_What you have to do_
Recast the entries below as a Markdown table with the columns n and Line. Cover only the lines from the one containing "white respirator mask." up to and including the last line of the entries, give each line a row number, and leave out blank lines.

_Entries from a point annotation set_
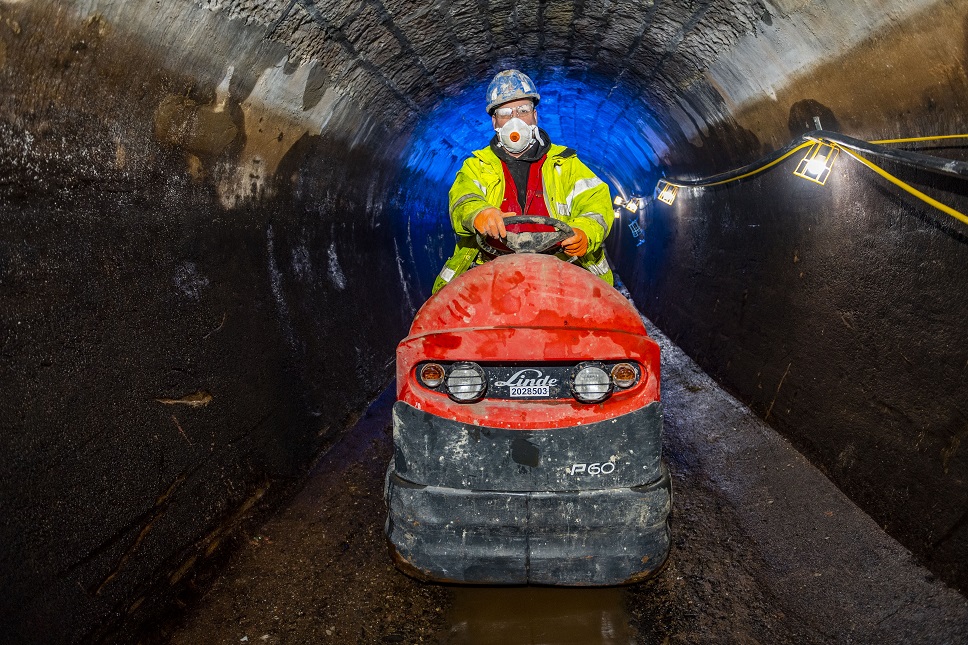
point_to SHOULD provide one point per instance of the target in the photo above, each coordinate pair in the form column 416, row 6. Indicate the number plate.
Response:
column 530, row 390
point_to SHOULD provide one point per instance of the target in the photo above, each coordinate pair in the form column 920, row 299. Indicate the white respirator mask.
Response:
column 516, row 135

_Written answer_
| n | Line |
|---|---|
| 1 | point_to SHOULD provide one point per instance of the target in the photo above, each coordinate pair in the form column 920, row 299. Indicate the white respirator mask. |
| 2 | Response: |
| 3 | column 516, row 135 |